EXTRACT PROVIDED |
Author Sreemoyee Piu Kundu: We live in a very judgmental society
Journalist turned author Sreemoyee Piu Kundu shares in her memoir, how she stayed strong to write the truth about her father, who died by suicide.
My life is an open book — is an idiom that acquires its meaning when it stands testimony to all the readers who’d pick up the recently released memoir of author Sreemoyee Piu Kundu, titled Everything Changes.

One wonders how far a public figure can go in laying bare their lives, and Kundu’s work surpasses all possible answers that come to mind. But Kundu stays her usual unabashed self and shares, “I wrote my first book in 2013, and my memoir marks a decade of my writing. I aimed with my first book that I will be original, and I hope after 10 years I have not lost that quality of me and don’t hold back as a person and a writer... I had been wanting to write a memoir in 2018, the year I turned 40, and decided to perform the funeral of my biological father. I had lied about my father, growing up and being bullied in school, from my first job to my first relationship....”

Saved data entries
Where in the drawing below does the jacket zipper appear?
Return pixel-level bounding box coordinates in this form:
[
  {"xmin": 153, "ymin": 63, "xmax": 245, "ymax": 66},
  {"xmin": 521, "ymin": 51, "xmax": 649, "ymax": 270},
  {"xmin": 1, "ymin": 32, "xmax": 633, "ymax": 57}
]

PARTS OF THE EXERCISE |
A: Reproduce the passage of the article about Sreemoyee Piu Kundu's memoir from "Author Sreemoyee Piu Kundu: We" up to and including "titled Everything Changes.".
B: Going through the article about Sreemoyee Piu Kundu's memoir, list in order every number written in digits.
C: Carry on the article about Sreemoyee Piu Kundu's memoir from the point where it stops.

RESPONSES IN ORDER |
A:
Author Sreemoyee Piu Kundu: We live in a very judgmental society
Journalist turned author Sreemoyee Piu Kundu shares in her memoir, how she stayed strong to write the truth about her father, who died by suicide.
My life is an open book — is an idiom that acquires its meaning when it stands testimony to all the readers who’d pick up the recently released memoir of author Sreemoyee Piu Kundu, titled Everything Changes.

B: 2013, 10, 2018, 40

C:
Her writing has almost always been brandished as feminist. But this time, her strong opinions resonate with any woman who faces the politics of living in a man’s world. In addition, Kundu’s palatable writing style unravels the controversial mystery behind her relationships including the one with a married man. “It’s never easy [to write about one’s life] because at the end of the day we live in a very judgmental society. So there’s always that apprehension,” shares the writer, highlighting further: “The spirit of the book is to throw light on survivor families like the one I grew up in where my father died by suicide. I wanted to also bring up topics like intimate partner violence, which I went through in my 20s and was physically and emotionally abused, cheated on and assaulted... To include the chapter about my last relationship was a decision that I took very recently. Earlier the book culminated differently because I wrote it last year when I was in a happy space in the relationship. At the start of this year, I was completely gutted with my mother’s health, my detection of a cyst in my left breast, and all the painful revelations in my relationship. Then looking at myself in the mirror, I asked myself ‘Am I not going to speak my truth?’
The answer is in her memoir, which is an apt teaser to the long tale.